___ Records

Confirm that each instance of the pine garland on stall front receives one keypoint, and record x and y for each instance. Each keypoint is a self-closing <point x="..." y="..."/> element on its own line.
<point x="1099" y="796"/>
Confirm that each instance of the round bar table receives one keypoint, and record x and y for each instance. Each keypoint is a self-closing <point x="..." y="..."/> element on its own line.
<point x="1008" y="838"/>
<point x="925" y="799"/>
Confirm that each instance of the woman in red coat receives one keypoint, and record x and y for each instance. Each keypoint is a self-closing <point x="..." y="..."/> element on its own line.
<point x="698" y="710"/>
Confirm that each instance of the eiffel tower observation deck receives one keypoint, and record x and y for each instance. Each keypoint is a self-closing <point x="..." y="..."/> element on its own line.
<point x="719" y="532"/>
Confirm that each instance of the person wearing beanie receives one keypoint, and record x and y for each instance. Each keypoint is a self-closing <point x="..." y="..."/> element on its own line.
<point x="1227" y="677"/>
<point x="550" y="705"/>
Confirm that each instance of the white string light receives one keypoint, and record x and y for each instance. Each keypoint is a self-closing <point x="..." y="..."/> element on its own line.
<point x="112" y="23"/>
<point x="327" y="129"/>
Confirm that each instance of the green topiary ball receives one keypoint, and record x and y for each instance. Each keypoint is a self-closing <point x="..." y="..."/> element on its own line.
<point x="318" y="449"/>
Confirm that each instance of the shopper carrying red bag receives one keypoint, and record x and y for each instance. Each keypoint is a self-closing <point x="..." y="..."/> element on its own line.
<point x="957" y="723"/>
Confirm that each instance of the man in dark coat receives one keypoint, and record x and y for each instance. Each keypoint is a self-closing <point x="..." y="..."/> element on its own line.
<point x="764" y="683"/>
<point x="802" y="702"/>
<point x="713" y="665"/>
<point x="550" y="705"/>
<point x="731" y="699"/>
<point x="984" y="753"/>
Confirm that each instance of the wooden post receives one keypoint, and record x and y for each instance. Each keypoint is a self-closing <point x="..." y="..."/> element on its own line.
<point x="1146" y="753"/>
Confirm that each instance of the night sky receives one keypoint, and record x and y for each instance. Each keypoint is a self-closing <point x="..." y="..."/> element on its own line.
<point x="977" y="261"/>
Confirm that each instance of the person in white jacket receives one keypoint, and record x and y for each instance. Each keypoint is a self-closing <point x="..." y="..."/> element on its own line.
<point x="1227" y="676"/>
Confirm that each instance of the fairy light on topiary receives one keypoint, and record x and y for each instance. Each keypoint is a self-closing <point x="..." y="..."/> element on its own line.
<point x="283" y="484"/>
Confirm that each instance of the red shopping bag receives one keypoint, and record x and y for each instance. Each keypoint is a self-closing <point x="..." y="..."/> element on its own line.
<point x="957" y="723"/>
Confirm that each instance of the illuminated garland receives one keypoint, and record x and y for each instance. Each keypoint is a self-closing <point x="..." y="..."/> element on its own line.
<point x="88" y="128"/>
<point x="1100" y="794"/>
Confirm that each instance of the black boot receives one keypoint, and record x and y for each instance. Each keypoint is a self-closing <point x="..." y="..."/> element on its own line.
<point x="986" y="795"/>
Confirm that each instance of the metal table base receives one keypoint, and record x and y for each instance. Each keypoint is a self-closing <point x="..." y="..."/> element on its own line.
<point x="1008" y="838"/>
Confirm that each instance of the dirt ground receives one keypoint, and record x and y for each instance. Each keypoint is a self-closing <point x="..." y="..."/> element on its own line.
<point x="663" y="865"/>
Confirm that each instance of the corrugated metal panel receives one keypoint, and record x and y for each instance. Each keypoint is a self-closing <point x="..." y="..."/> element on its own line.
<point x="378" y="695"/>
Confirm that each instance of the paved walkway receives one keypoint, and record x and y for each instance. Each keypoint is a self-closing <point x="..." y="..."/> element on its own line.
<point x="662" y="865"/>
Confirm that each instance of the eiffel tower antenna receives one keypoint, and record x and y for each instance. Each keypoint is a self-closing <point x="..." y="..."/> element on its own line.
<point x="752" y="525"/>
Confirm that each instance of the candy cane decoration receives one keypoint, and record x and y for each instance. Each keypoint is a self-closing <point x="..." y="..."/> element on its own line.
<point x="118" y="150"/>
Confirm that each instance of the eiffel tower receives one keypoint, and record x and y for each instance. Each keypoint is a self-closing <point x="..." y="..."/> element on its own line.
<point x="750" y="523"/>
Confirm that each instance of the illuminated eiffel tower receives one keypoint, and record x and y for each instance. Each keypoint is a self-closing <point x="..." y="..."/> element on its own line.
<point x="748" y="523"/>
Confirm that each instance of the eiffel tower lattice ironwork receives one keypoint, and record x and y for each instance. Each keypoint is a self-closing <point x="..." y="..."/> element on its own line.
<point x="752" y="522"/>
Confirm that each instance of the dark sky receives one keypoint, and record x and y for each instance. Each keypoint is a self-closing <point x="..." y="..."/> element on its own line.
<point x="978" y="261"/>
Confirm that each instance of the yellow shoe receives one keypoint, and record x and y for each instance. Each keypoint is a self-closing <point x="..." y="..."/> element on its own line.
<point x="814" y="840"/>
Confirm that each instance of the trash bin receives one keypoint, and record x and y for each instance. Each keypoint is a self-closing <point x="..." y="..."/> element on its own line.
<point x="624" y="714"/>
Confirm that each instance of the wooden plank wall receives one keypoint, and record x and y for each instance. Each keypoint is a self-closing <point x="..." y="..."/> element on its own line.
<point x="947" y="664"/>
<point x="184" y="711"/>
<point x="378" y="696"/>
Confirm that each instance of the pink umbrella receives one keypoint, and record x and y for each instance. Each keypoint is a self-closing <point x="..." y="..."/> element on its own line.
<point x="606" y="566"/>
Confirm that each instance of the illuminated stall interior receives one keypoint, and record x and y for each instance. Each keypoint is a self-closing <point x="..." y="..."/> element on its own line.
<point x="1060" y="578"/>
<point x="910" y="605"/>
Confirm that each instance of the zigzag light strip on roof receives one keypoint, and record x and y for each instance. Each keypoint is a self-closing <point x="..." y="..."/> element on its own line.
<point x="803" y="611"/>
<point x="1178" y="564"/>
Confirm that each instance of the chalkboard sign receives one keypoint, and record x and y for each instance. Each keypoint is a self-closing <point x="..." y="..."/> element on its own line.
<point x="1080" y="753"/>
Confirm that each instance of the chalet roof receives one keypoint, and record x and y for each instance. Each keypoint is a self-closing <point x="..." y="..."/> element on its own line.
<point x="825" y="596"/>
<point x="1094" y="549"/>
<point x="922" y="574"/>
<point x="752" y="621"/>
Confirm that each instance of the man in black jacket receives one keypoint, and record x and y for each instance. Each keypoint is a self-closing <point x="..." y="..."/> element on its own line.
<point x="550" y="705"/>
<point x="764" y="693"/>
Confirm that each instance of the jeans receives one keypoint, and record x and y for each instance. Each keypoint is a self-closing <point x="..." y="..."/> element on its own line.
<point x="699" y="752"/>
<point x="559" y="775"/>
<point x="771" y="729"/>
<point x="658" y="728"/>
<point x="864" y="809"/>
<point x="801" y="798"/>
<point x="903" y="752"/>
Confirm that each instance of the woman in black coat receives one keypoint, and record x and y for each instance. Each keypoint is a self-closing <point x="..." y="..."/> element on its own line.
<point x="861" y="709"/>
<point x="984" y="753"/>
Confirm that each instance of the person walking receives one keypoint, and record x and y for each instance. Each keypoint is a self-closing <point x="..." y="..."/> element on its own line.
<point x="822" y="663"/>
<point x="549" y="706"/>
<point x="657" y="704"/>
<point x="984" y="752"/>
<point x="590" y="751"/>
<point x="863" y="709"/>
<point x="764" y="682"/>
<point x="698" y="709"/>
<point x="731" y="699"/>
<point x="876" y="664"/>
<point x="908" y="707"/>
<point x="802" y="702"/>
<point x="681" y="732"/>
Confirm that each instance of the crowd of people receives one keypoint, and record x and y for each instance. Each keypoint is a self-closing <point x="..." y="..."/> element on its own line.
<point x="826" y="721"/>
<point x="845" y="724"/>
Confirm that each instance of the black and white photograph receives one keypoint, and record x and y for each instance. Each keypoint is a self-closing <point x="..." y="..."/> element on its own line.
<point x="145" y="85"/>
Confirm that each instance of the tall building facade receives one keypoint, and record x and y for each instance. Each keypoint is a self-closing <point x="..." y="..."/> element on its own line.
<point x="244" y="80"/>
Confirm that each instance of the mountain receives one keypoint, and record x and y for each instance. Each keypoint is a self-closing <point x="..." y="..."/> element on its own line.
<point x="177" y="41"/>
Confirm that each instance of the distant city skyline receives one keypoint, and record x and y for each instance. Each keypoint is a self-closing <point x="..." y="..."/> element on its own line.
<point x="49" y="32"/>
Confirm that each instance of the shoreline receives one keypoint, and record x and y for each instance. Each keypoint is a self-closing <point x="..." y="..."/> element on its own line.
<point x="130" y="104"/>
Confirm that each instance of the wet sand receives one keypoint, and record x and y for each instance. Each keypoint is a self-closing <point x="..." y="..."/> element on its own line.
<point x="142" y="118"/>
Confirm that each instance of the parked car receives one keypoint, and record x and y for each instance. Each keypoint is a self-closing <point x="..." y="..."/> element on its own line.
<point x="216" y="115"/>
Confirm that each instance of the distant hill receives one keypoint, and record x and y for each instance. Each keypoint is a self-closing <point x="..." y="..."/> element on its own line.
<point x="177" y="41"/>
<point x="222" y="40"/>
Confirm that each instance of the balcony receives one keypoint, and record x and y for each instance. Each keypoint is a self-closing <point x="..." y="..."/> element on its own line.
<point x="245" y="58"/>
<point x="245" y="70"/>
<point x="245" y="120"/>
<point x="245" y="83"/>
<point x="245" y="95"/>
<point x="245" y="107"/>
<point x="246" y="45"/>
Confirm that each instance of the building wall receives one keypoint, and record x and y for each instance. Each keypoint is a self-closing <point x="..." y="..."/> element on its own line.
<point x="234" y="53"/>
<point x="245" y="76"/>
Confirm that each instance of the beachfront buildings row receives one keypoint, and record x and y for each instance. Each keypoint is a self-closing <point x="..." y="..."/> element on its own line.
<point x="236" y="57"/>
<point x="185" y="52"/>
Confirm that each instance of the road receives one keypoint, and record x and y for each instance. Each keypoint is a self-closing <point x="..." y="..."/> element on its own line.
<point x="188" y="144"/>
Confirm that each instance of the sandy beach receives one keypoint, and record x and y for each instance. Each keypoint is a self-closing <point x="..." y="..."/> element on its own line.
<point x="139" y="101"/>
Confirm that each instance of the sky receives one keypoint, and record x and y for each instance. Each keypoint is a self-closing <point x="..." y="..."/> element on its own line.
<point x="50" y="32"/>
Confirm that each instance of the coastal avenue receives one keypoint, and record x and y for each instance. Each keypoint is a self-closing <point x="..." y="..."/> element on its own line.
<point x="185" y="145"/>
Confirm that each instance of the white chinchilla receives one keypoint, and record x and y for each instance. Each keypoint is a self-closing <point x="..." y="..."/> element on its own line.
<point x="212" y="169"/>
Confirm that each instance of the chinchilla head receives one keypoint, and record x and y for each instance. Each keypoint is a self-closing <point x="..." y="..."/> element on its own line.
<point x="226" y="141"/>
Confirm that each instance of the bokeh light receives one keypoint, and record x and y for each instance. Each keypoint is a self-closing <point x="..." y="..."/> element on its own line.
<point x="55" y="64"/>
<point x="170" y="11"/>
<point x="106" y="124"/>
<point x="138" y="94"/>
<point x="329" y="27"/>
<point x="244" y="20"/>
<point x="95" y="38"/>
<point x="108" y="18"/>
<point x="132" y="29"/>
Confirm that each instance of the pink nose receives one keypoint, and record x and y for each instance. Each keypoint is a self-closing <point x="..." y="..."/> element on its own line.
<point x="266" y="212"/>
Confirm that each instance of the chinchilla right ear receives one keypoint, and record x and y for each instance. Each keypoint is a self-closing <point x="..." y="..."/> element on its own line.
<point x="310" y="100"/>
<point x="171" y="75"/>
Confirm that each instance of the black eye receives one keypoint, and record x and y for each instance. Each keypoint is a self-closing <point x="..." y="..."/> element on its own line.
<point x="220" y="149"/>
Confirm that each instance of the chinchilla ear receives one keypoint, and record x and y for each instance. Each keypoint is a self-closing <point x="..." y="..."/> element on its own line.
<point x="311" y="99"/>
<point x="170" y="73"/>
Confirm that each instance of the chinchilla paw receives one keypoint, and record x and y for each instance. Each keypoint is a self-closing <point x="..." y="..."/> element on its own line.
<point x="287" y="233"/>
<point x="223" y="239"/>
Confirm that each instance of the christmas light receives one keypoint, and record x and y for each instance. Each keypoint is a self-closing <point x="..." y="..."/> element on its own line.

______

Problem to solve >> The response is the exact set of lines from the one holding "Confirm that each instance of the chinchilla paw" through the last line of the material.

Answer to the problem >>
Confirm that each instance of the chinchilla paw receives one keypoint, and record x and y for each instance. Each keypoint is a self-closing <point x="..." y="..."/> element on its own line.
<point x="287" y="233"/>
<point x="223" y="239"/>
Confirm that each instance of the christmas light receives one keypoint, and record x and y for each instance. Each keypoint is a self-closing <point x="..." y="..."/> element on its own line.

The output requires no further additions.